**Task instructions**
Set down every entry once more, character for character.

**Dataset content**
========================================================================

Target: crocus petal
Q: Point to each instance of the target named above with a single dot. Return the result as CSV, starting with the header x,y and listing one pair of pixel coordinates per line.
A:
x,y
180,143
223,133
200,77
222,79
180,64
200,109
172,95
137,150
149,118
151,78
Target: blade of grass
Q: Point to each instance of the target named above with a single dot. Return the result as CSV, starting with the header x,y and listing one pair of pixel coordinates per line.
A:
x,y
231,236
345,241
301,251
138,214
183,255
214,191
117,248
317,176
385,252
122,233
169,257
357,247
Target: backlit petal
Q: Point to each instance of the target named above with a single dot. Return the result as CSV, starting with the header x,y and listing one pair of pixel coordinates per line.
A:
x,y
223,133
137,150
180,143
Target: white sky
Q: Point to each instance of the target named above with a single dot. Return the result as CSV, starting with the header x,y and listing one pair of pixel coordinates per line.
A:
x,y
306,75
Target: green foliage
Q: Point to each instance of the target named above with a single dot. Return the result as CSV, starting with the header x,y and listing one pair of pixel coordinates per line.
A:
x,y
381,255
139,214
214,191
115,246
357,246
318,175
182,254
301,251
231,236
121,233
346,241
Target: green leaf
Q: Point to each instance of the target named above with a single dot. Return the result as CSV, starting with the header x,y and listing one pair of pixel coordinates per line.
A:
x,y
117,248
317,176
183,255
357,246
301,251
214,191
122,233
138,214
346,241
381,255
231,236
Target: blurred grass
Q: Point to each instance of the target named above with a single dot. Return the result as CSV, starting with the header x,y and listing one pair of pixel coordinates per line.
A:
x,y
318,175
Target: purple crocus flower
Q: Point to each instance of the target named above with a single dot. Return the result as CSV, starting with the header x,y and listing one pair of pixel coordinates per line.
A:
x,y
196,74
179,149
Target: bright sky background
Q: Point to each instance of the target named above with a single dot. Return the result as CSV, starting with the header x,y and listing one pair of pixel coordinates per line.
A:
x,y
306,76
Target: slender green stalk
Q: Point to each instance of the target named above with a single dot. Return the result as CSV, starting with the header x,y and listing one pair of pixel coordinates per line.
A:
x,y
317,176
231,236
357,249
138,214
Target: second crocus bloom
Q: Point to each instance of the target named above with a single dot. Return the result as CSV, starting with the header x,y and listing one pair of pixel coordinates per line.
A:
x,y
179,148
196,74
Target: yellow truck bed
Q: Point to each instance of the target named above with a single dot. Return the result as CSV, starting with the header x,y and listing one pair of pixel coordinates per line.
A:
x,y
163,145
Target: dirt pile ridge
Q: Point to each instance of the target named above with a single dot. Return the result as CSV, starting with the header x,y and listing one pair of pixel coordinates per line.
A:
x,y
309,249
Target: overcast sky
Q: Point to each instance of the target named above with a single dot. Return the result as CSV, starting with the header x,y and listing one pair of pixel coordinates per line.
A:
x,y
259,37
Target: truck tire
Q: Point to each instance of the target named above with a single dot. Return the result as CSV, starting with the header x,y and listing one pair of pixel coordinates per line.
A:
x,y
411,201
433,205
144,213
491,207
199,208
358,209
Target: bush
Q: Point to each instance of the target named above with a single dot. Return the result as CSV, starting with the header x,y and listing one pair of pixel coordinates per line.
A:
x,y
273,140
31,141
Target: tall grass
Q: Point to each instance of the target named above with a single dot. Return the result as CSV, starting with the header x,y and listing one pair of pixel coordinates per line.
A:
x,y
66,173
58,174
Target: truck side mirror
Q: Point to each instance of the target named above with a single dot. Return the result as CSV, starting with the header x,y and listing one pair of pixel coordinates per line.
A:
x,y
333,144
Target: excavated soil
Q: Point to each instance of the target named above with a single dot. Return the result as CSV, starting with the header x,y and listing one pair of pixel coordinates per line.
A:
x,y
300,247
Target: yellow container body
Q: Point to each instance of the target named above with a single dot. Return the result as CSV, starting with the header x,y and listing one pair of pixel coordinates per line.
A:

========================================================================

**Finished task**
Target: crocus petal
Q: Point to each instance of the target named above with a single dot. Return the result as CSV, starting with the header x,y and listing one pair of pixel coordinates per line.
A:
x,y
180,143
223,133
200,77
222,79
180,64
200,109
172,95
137,150
149,118
151,78
Target: blade of grass
Q: Point to each instance of the target named above with a single dot. Return the result as CSV, starting with the header x,y and listing one pair of pixel coordinates per line.
A:
x,y
231,236
345,241
301,251
138,214
183,255
214,191
117,248
317,176
385,252
122,233
169,257
357,247
Target: backlit petal
Q: Point to each instance of the target named above with a single dot. Return the result as CSV, starting with the header x,y and listing one pair of pixel coordinates per line.
A:
x,y
223,133
137,150
180,143
Target: white sky
Q: Point to each instance of the target named above with a single dot. Return the result as CSV, starting with the header x,y and listing one pair of pixel coordinates per line.
A:
x,y
306,75
Target: green foliage
Q: Point to each instance of the target named above with a single dot. Return the result as CSV, starting with the header x,y and listing one pair of pixel coordinates per line.
A:
x,y
381,255
139,214
214,191
115,246
357,246
318,175
182,254
301,251
231,236
121,233
346,241
Target: green leaf
Q: Point to each instance of the target named above with a single dot. Return the result as CSV, starting with the header x,y and listing one pair of pixel coordinates per line.
A:
x,y
117,248
317,176
183,255
357,246
301,251
214,191
122,233
138,214
346,241
381,255
231,236
Target: blurred grass
Q: Point to each instance of the target named above with a single dot. Return the result as CSV, starting with the header x,y and listing one pair of pixel coordinates per line.
A:
x,y
318,175
Target: purple crocus flower
Q: Point to each instance of the target named above with a single dot. Return the result as CSV, starting with the header x,y and listing one pair of pixel coordinates per line.
A:
x,y
196,74
179,149
Target: bright sky background
Q: Point to each instance of the target named above with a single dot. Return the result as CSV, starting with the header x,y and listing one pair of pixel coordinates per line.
A:
x,y
306,76
Target: slender green stalk
Q: Point to each instance of the target named above with a single dot. Return the result as CSV, starting with the header x,y and listing one pair of pixel coordinates per line.
A:
x,y
317,176
231,236
357,249
138,214
Target: second crocus bloom
Q: Point to each instance of the target named above with a single dot. Return the result as CSV, starting with the header x,y and listing one pair of pixel coordinates per line.
A:
x,y
179,148
196,74
Target: yellow truck bed
Q: Point to each instance of the target named above with a single dot. Return the result as CSV, starting with the header x,y and listing one pair of pixel coordinates per line.
A:
x,y
163,145
Target: dirt pile ridge
Q: Point to each instance of the target named above with a single dot. Return the result as CSV, starting with the header x,y and listing one pair of pixel coordinates per line.
A:
x,y
309,249
Target: overcast sky
Q: Point to each instance of the target named above with a single dot. Return the result as CSV, starting with the header x,y and listing one pair of pixel coordinates per line.
A:
x,y
259,37
Target: truck tire
Q: Point to each instance of the target named above with a single dot. Return the result as CSV, starting with the header x,y and listing one pair of pixel coordinates per line.
A:
x,y
411,201
433,205
144,213
491,207
199,208
358,209
Target: bush
Q: Point to each instance of the target named above with a single dot. Return the result as CSV, starting with the header x,y and listing one pair of pixel coordinates per line.
A:
x,y
273,140
31,141
Target: tall grass
Q: Point to each instance of the target named above with a single dot. Return the result as CSV, starting with the header x,y and listing one pair of pixel coordinates per line.
A:
x,y
66,173
58,174
Target: truck side mirror
Q: Point to each instance of the target named above with a single dot. Return the result as CSV, starting with the header x,y and listing one pair of pixel coordinates per line.
A:
x,y
333,144
Target: excavated soil
Q: Point to each instance of the target named above with a single dot. Return the result as CSV, starting with the header x,y and listing one pair of pixel coordinates per line.
A:
x,y
300,247
Target: yellow container body
Q: Point to each instance of the target named above with a single dot. Return the result as CSV, starting with the header x,y and listing one pair of pixel coordinates per line.
A:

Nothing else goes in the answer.